→ **TO BE DONE**:
Copy everything in the material from the line containing "Could you please indicate the shaded" down to the end of the material, keeping the requests as they stand. In the answers, rescale every x and y coordinate by a factor of 0.5 and round each result to a whole number, with halves rounded up.

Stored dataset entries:
____________

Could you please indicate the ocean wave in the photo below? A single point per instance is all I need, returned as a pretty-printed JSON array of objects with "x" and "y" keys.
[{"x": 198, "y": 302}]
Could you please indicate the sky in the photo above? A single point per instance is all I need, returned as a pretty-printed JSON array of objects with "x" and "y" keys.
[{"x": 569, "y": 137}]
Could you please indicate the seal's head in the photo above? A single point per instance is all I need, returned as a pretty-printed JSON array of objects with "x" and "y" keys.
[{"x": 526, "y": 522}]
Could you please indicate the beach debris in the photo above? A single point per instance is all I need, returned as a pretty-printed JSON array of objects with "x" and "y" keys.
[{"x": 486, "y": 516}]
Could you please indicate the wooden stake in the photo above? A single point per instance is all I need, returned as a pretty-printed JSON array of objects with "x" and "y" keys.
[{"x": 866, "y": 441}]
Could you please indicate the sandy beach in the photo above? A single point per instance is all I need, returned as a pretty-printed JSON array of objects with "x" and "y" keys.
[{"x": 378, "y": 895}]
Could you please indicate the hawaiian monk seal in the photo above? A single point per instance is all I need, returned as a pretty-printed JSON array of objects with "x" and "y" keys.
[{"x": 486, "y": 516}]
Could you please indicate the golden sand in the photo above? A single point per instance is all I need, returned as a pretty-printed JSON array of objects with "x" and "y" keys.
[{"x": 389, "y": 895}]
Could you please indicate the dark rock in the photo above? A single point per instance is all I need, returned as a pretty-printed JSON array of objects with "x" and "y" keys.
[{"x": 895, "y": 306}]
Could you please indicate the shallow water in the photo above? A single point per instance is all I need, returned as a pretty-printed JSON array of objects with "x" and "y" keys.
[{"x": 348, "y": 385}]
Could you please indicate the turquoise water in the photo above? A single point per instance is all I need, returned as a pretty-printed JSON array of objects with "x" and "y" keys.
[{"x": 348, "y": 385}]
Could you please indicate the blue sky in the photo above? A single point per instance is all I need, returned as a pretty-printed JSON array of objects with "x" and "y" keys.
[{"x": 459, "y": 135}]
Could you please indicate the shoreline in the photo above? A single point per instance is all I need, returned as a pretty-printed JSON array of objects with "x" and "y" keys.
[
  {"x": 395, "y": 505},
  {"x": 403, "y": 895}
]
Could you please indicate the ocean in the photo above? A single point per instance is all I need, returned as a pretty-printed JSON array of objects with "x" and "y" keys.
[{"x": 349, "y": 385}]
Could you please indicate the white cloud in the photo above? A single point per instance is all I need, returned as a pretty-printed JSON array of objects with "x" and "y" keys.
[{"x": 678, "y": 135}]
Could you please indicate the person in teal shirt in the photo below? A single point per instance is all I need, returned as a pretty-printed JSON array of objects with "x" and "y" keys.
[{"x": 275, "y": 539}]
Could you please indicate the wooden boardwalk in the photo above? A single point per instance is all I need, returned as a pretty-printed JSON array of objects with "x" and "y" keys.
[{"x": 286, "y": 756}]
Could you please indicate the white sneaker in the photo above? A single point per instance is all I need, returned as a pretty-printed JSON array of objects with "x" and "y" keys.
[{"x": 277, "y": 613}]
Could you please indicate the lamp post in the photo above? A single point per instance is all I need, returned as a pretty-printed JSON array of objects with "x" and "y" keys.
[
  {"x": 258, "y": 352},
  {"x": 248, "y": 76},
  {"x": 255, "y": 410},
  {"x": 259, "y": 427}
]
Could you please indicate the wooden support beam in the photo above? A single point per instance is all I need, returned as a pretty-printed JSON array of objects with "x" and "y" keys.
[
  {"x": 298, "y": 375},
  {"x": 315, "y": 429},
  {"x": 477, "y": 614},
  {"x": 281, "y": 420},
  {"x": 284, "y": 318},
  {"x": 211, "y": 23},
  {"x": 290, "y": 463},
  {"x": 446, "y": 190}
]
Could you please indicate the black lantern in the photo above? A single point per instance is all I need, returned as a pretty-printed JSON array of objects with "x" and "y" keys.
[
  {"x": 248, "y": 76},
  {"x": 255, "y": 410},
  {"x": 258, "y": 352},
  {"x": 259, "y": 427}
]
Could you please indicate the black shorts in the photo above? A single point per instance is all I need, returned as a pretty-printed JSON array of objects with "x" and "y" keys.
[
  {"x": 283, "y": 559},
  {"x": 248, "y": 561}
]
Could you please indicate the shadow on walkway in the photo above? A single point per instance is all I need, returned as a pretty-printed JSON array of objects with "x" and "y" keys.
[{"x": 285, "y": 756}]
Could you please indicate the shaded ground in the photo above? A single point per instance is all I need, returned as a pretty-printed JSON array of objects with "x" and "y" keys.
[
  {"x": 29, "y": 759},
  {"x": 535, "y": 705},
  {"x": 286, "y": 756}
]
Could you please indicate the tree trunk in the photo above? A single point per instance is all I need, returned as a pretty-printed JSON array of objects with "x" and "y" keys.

____________

→ **REPLY**:
Could you please indicate the shaded ground in the photo above? A single point per instance is all I need, returned as a pretty-printed JSON array of objects with "x" and "y" keys.
[
  {"x": 15, "y": 380},
  {"x": 268, "y": 353},
  {"x": 143, "y": 378}
]
Could you please indicate the tree trunk in the photo above? A single point per instance is all I need, returned as a pretty-printed JSON array of objects with "x" and "y" keys.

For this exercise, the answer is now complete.